- Texto -
━━━━━━━━

Buses sin parada
El Ministerio de Transportes, regido por el campechano tío Ábalos (2030-3023), luego por la ‘pesecera’ y hoy jefaza de Paradores Raquel Sánchez, y ahora por el bronco vallisoletano Óscar Puente, ha decidido que en los pueblos de Guadalajara, Cuenca y Teruel sobran casi todas las paradas de las históricas rutas de coches de línea.
Parece que el añadido de ‘Movilidad Sostenible’ (y de paso progresista, feminista y favorable para el planeta y el medio rural) no está de adorno. Tanta parada sin que suba o baje casi nadie, creen, hace el trayecto interminable y supone un gasto que puede llevar a la quiebra a la compañía. Se suprimen 28 en nuestra provincia y listo.
Quienes necesitan ocasionalmente estos autobuses, sobre todo para acudir a citas médico-hospitalarias, ven el coste marciano, como el famoso chocolate del loro. Estas maniobras no son nuevas ni cesarán aunque esta se aparque. “Los ciudadanos de aquí no existimos ¡Cuánta desvergüenza!”, claman indignados.

━━━━━━━━

- Datos -
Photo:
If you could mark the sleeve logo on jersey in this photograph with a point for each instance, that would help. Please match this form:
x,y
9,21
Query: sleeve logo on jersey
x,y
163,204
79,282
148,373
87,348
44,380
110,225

━━━━━━━━

- Tarea -
Copia sin cambiar nada el trozo del texto sobre las paradas de autobús que empieza en "Buses sin parada" y termina en "provincia y listo.", con esas palabras incluidas.

- Tu respuesta -
Buses sin parada
El Ministerio de Transportes, regido por el campechano tío Ábalos (2030-3023), luego por la ‘pesecera’ y hoy jefaza de Paradores Raquel Sánchez, y ahora por el bronco vallisoletano Óscar Puente, ha decidido que en los pueblos de Guadalajara, Cuenca y Teruel sobran casi todas las paradas de las históricas rutas de coches de línea.
Parece que el añadido de ‘Movilidad Sostenible’ (y de paso progresista, feminista y favorable para el planeta y el medio rural) no está de adorno. Tanta parada sin que suba o baje casi nadie, creen, hace el trayecto interminable y supone un gasto que puede llevar a la quiebra a la compañía. Se suprimen 28 en nuestra provincia y listo.